INSTRUCTIONS FOR THE TASK => Find each line in the listing below that contains the word "storm" and copy those lines out in full.

— begin —

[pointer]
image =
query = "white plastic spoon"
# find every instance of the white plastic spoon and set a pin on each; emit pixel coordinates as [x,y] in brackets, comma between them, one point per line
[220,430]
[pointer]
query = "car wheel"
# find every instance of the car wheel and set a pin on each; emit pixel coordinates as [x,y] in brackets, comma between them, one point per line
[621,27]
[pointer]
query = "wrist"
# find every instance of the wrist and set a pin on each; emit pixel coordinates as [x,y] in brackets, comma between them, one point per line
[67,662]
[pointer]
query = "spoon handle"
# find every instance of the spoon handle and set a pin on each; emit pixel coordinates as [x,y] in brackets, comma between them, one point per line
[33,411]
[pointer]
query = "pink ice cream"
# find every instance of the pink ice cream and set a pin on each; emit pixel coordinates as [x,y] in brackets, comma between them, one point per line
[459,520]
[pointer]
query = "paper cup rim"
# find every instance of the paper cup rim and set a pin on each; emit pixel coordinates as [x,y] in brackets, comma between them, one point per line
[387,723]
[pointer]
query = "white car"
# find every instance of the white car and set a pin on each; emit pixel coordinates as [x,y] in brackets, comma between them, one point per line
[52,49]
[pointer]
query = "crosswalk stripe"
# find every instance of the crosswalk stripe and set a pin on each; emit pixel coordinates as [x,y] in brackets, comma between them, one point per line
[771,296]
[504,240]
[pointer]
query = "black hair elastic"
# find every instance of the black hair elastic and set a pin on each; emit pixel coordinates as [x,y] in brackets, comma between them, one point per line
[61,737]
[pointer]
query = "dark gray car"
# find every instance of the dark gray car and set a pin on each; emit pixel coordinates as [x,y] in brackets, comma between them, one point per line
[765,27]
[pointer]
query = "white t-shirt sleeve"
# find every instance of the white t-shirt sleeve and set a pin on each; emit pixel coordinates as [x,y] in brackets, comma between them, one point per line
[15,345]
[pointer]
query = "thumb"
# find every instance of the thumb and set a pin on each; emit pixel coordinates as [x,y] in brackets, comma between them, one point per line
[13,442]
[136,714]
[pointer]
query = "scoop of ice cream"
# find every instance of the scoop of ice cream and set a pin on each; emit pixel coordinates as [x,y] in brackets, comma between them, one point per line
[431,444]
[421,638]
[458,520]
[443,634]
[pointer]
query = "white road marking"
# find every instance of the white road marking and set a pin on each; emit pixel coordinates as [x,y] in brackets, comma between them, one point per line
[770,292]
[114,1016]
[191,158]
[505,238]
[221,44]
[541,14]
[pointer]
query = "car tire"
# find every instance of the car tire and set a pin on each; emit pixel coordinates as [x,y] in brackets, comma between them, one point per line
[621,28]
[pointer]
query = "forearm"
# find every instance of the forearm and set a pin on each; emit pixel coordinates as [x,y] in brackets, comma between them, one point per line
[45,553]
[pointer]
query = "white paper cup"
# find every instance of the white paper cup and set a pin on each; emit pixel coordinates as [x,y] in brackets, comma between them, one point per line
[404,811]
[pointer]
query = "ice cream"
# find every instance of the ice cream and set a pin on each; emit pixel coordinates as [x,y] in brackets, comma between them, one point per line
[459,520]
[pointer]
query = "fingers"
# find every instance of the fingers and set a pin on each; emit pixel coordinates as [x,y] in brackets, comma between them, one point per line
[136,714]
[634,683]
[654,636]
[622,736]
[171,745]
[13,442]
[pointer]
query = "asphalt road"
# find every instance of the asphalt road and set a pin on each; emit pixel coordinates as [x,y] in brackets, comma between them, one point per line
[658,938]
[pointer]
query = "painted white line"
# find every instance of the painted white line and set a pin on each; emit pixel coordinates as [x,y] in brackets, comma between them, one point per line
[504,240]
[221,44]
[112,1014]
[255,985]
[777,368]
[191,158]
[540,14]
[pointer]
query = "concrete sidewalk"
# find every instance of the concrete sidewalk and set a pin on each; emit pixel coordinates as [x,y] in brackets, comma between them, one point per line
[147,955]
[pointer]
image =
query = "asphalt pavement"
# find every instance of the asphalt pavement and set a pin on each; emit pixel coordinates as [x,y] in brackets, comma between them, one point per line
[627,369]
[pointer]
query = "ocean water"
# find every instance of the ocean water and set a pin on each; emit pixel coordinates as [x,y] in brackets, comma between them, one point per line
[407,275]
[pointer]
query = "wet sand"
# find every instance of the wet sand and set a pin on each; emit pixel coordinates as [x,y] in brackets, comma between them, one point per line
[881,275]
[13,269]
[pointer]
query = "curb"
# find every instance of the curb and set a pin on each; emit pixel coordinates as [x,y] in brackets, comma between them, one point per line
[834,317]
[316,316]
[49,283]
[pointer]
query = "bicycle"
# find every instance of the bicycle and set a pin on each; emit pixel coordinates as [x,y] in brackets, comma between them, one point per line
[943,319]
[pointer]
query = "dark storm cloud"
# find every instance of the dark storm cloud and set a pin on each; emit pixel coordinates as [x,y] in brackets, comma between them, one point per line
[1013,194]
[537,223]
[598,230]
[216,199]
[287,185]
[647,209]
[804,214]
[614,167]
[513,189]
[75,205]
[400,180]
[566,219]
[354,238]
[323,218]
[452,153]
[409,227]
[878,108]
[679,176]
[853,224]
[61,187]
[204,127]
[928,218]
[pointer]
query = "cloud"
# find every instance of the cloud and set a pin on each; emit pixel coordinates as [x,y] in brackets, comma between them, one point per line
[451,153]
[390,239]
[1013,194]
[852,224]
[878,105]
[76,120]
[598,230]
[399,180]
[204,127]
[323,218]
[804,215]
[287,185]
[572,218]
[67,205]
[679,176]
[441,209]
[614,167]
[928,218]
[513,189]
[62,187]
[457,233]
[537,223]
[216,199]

— end —

ANSWER TO THE TASK =>
query = "dark storm cloud"
# find every instance of the dark storm cloud and set a pin on each; emit pixel coordinates as [x,y] in brackets, comma between them, one point per line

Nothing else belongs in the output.